Extract:
Monday, February 11, 2008

Therapist-Accomplice?

First, take a look at this article.

Then, if you're the brainy type, take a crack at this book.

I love it. From a human interest blog in Self Magazine to hardcore psychiatric discourse, the message is the same: human beings need to feel their emotions.

Of course, we don't want to. We use distractions and defenses and addictions to stay away from feeling the pain. And what happens if we don't let ourselves feel the pain? More problems - physical, relational, emotional, even occupational can result. Scroll down a few blogs - I wrote my thoughts on the importance of emotional release a few months ago.

But here's what really strikes me about the issues mentioned in the article and book: if the crime is the avoidance of emotion, the accomplice is my very own mental health profession. Psychiatrists, psychologists and other therapists who encounter significant emotion in their patients and jump to medicate the problem. As if emotion is the problem.

Entries supplied:

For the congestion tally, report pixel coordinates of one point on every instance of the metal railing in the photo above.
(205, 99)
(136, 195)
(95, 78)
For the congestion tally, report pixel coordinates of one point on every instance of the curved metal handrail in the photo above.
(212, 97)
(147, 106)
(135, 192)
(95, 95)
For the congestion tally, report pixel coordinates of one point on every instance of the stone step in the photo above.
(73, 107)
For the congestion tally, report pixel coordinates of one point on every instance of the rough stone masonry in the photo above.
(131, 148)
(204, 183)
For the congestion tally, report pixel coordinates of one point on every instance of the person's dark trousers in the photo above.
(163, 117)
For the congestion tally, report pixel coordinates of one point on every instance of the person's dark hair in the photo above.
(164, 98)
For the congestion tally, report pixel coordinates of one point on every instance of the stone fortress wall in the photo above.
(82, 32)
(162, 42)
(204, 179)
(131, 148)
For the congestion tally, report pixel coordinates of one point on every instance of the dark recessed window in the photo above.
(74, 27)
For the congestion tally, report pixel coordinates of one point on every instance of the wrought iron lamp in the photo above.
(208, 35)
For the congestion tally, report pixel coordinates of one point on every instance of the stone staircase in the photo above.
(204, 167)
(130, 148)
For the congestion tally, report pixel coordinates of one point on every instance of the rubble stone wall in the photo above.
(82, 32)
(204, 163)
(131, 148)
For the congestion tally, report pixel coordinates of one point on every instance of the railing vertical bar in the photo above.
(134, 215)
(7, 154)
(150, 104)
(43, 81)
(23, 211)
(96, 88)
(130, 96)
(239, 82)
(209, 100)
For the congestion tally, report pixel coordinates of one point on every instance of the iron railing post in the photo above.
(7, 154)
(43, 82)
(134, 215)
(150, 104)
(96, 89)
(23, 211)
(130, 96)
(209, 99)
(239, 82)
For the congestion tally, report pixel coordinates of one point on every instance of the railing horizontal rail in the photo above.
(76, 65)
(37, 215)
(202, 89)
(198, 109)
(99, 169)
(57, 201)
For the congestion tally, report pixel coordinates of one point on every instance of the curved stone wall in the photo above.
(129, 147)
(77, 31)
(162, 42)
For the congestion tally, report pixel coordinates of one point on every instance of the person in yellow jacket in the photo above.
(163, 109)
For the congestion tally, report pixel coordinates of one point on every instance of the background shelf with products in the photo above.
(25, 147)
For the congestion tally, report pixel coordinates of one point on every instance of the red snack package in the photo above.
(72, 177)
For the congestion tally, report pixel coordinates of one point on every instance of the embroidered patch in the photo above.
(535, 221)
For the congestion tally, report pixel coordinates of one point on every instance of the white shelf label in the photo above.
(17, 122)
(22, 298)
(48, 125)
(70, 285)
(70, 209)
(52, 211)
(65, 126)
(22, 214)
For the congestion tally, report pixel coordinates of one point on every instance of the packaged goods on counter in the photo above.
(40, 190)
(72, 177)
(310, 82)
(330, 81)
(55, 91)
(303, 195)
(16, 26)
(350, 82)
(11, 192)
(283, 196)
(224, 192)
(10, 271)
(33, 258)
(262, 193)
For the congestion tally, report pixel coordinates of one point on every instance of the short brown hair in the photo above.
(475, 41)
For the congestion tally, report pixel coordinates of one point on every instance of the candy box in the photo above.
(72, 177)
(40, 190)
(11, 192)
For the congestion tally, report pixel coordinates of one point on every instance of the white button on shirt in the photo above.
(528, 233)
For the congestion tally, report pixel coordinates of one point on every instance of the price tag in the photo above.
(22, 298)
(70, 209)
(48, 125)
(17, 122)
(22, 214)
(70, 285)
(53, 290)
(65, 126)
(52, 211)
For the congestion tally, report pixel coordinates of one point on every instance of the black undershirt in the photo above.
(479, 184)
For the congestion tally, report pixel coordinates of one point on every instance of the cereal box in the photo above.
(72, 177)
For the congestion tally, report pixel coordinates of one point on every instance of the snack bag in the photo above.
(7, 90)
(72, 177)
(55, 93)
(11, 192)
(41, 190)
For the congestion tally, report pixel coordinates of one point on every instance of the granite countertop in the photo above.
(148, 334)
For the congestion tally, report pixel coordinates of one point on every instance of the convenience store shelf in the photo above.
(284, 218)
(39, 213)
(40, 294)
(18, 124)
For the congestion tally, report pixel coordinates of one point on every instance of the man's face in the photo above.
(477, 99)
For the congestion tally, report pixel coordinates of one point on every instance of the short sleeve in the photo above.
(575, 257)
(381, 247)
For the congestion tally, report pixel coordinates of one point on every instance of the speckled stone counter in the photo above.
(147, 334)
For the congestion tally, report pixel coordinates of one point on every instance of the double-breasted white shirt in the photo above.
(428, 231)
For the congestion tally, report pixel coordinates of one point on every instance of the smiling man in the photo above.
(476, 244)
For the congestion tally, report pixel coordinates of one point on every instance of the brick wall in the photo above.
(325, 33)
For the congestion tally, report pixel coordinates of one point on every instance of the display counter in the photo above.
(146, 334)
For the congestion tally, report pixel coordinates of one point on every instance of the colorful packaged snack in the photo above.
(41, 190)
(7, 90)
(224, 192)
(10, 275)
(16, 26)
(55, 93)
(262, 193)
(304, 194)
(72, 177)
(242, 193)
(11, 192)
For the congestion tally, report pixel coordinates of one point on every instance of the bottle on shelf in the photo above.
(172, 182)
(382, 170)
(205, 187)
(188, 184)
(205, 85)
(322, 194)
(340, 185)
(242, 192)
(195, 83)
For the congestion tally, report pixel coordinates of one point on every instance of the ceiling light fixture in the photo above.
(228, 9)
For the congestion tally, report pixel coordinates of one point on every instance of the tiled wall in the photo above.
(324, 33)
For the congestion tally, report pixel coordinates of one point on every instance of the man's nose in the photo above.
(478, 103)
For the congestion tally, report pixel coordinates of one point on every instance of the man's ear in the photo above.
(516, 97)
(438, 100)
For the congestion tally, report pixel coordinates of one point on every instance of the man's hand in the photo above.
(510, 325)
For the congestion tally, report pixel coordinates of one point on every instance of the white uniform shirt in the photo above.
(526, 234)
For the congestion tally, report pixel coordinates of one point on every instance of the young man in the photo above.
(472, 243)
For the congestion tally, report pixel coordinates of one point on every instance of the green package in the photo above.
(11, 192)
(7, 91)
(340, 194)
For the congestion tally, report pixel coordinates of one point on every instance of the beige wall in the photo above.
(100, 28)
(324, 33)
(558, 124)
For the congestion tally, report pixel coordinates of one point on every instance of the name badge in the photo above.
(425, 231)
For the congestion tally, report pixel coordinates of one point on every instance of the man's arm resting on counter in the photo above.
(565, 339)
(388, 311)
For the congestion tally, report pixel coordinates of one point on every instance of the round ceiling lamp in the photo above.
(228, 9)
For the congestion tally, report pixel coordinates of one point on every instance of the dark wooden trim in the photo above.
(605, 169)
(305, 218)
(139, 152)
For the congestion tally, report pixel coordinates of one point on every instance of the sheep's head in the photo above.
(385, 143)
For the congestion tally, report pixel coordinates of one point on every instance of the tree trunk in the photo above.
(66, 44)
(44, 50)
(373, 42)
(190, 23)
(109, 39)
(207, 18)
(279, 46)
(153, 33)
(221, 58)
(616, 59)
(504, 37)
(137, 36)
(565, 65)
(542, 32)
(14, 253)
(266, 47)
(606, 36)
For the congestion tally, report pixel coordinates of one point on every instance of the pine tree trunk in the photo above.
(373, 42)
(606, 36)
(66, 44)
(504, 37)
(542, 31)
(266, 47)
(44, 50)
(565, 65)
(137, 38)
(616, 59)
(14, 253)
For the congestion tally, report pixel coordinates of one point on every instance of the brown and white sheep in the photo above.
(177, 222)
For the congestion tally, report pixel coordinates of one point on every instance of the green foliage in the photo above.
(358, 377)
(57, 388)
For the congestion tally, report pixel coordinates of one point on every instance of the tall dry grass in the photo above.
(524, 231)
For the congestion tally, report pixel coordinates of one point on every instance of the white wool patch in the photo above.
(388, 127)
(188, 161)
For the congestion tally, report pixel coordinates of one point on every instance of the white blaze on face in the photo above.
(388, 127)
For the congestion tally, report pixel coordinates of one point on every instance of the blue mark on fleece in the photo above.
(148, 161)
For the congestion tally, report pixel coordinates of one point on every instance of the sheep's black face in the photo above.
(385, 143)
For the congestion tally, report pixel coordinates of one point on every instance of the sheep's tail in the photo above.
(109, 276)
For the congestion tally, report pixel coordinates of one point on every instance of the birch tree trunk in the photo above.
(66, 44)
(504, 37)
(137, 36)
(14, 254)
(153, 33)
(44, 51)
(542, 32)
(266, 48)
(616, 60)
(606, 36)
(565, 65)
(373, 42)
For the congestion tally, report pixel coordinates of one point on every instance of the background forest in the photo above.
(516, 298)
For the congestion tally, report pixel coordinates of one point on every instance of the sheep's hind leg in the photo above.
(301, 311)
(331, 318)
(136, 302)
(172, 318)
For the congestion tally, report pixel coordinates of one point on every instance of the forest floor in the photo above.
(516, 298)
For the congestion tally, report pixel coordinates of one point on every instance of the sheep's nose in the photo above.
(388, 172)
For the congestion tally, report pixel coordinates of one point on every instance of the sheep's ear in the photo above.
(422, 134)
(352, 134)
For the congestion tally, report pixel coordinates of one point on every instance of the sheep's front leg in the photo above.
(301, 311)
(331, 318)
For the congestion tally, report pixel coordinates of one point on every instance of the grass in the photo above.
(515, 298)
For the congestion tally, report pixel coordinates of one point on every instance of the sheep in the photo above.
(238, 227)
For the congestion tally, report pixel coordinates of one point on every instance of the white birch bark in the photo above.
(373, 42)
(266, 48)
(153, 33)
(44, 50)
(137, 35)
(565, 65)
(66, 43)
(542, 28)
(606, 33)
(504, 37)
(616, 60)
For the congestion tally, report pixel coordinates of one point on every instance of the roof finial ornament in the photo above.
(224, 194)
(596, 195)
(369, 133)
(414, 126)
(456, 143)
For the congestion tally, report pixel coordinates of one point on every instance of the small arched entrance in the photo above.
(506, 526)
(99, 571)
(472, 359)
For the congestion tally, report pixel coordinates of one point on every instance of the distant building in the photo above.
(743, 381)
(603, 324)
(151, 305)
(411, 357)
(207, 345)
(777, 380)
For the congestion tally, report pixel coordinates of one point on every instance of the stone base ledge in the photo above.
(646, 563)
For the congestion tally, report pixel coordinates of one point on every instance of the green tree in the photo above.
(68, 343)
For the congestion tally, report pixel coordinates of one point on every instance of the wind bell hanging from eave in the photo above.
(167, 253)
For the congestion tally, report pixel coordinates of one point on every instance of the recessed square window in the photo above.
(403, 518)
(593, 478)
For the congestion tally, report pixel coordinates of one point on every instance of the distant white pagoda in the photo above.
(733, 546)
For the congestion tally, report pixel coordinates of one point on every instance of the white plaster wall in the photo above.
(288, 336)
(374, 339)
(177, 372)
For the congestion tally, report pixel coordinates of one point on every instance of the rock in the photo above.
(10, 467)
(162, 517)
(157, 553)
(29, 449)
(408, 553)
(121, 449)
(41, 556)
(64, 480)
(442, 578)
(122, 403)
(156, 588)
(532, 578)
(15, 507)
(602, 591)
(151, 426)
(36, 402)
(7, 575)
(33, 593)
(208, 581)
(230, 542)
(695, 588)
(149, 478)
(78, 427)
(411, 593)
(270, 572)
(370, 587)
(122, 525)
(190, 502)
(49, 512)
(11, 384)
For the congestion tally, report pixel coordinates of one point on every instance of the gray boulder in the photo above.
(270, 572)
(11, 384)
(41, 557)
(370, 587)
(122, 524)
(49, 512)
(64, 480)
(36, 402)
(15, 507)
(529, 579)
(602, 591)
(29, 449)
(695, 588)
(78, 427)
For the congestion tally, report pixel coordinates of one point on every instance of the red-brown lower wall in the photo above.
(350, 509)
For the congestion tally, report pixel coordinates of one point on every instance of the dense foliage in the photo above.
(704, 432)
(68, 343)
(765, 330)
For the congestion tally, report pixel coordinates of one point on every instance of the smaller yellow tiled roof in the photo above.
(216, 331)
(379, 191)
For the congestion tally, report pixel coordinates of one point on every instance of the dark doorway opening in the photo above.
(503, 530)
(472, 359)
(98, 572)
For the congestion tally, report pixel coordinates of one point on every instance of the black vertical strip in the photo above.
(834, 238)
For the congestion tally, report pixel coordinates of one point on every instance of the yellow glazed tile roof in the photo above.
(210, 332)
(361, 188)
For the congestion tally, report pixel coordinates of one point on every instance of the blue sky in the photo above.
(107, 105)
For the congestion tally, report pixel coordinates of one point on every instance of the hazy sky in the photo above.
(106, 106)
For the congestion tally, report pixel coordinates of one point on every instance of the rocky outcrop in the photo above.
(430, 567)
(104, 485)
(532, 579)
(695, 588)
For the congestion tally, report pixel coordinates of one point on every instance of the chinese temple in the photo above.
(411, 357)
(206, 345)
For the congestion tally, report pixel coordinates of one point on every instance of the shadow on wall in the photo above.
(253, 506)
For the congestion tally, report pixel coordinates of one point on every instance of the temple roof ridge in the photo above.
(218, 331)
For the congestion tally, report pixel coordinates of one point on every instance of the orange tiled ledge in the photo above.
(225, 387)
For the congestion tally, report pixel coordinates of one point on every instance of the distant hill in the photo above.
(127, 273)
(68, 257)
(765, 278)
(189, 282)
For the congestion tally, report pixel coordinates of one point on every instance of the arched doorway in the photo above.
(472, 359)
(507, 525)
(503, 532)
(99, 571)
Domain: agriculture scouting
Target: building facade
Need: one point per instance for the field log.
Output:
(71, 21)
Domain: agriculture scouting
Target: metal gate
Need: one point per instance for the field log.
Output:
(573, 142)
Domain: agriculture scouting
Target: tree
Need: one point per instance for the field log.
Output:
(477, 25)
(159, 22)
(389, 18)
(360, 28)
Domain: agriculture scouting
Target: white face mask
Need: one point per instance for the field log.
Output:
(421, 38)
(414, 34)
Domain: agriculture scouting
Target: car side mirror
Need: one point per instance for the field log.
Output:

Parts of the exercise:
(1) In the blog post about therapists, change "human beings" to "people" and give the passage again, starting at "I love it. From" and ending at "feel their emotions.".
(2) In the blog post about therapists, who does the author name as the accomplice to the avoidance of emotion?
(3) In the blog post about therapists, which kinds of problems can result when people don't let themselves feel pain?

Solution set:
(1)
I love it. From a human interest blog in Self Magazine to hardcore psychiatric discourse, the message is the same: people need to feel their emotions.

(2) The author's own mental health profession.

(3) Physical, relational, emotional and occupational problems.